[やること]:
A: ポンプのシールについての文章では、メカニカルシールにはグランドパッキンと比べてどんな良い点があると書かれていますか。
B: ポンプのシールについての文章を、最後に示された文の続きから書き進めてください。

[読む文章]:
= = = =

産業用遠心ポンプにおけるメカニカルシールの劣化診断と交換手順、適切な選定
遠心ポンプのメカニカルシール管理の重要性
産業現場において、遠心ポンプは多様な流体を搬送する基幹設備の一つです。その安定した運転を支える重要な部品がメカニカルシールです。メカニカルシールは、回転するポンプ軸と固定されたケーシングの間からの流体漏洩を防ぐ役割を担います。グランドパッキンと比較して漏洩量が極めて少なく、メンテナンス頻度も低減できる利点がありますが、一度不具合が発生すると、設備の稼働停止や環境汚染につながる可能性があります。
設備メンテナンス技師にとって、メカニカルシールの劣化を早期に診断し、適切な手順で交換する技術、そして将来的なトラブルを防ぐために使用条件に合致したシールを選定する知識は不可欠です。ここでは、メカニカルシールの管理における実践的なポイントを詳細に解説します。
メカニカルシールの劣化診断
メカニカルシールの劣化は、目視による観察、音、熱、振動などの物理的なサインとして現れることが一般的です。これらのサインを見逃さずに早期に対策を講じることが、ポンプの長寿命化と予期せぬ停止の防止につながります。
目視による診断
最も一般的な劣化サインは、シール部からの流体漏洩です。許容範囲を超える漏洩(メーカー指定の漏洩量基準や、経験的な判断に基づく)は、シールの異常を示しています。漏洩した液体が付着した跡や、結晶化、固形物の堆積も確認すべき点です。また、シール面の摩耗によって生じる粉塵(特にカーボン系のシール材の場合)も劣化のサインとなり得ます。
物理的なサインによる診断
- 発熱: シール面間の摩擦が増加すると、シールケーシング部やポンプ軸の温度が上昇します。触診や非接触式温度計を用いて、周囲温度やポンプの運転状態から想定される温度と比較し、異常な発熱がないか確認します。潤滑不足やシール面の異常な接触が原因の場合があります。
- 異音: 正常なシールは、運転中に特異な音を発することは少ないです。異音(擦過音、きしみ音など)が発生している場合、シール面間の潤着や異物噛み込み、スプリングの損傷などが考えられます。

= = = =

[渡された情報]:
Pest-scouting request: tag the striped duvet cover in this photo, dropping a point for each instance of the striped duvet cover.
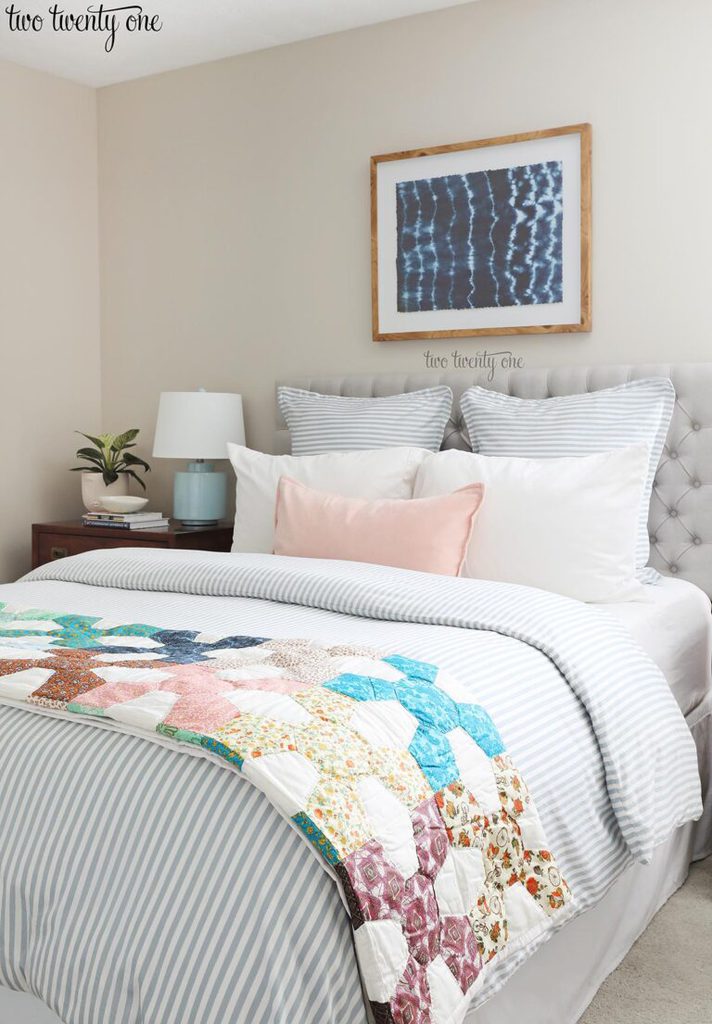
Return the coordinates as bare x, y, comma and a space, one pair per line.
141, 885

= = = =

[それぞれの答え]:
A: 漏れる量がとても少なく、メンテナンスの回数も減らせる点です。

B:
- 振動: シールの不具合がポンプ軸の振動を増加させることがあります。軸受の状態も振動に影響しますが、シール部に起因する特有の振動モードがないか確認します。シール面の摩耗が進行し、バランスが崩れた場合や、軸のフレがシールに負担をかけている場合に発生し得ます。
運転データによる診断
ポンプの吐出圧力、流量、消費電力などの運転データを継続的に監視することも、間接的な診断に役立ちます。シールに起因する軸のフレや抵抗増加は、ポンプ効率の低下や消費電力の増加として現れる場合があります。
メカニカルシール交換の基本手順と注意点
メカニカルシールの交換は、ポンプを分解して行う作業であり、正確な手順と細心の注意が求められます。メーカーのマニュアルを基本としますが、ここでは一般的な手順と現場での経験に基づく注意点を挙げます。
交換作業前の準備
- ポンプの停止と隔離: ポンプを完全に停止させ、電源を遮断し、誤操作による起動を防ぐための措置(ロックアウト/タグアウトなど)を講じます。
- 流体の排出と洗浄: ポンプ内部および配管に残存する流体を完全に排出します。危険物や腐食性流体の場合は、適切な洗浄・中和作業を行い、作業者の安全を確保します。
- 周辺の養生: 漏洩や清掃作業による周辺への影響を防ぐため、養生を行います。
- 必要工具と部品の準備: ポンプの分解に必要な工具、新しいメカニカルシール、ガスケット、Oリング、潤滑剤、清掃用具などを準備します。メーカー純正部品の使用を原則とします。
ポンプの分解と旧シールの取り外し
- ポンプと配管の切り離し: ポンプケーシングやモーターなどを固定しているボルトを取り外し、ポンプを配管から切り離します。
- ポンプの分解: ケーシングカバー、インペラナット、インペラ、バックプレートなどを順に取り外します。分解手順はポンプの構造により異なります。
- 旧メカニカルシールの取り外し: 劣化したメカニカルシールを取り外します。セットスクリューで軸に固定されているタイプや、ハウジングに圧入されているタイプなどがあります。無理な力を加えずに慎重に取り外します。
軸とハウジングの点検・清掃
メカニカルシールが取り付けられる軸表面とハウジング内面は、シールの性能に直接影響するため、入念な点検と清掃が必要です。
- 軸の点検: 軸表面に傷、腐食、摩耗、フレがないか確認します。特にシールが摺動する部分や二次シールが接触する部分の表面状態が重要です。必要に応じて研磨や補修を行います。軸のフレが大きい場合は、軸受の摩耗なども原因として考えられるため、軸受の点検も行います。
- ハウジングの点検: シールが収まるハウジング内面に腐食や異物がないか確認します。
- 清掃: 軸、ハウジング、および再使用する可能性のある部品(インペラなど)に付着した異物、スケール、旧シールの残渣を完全に除去します。洗浄剤を使用する場合は、シール材やOリング材に影響しないものを選定します。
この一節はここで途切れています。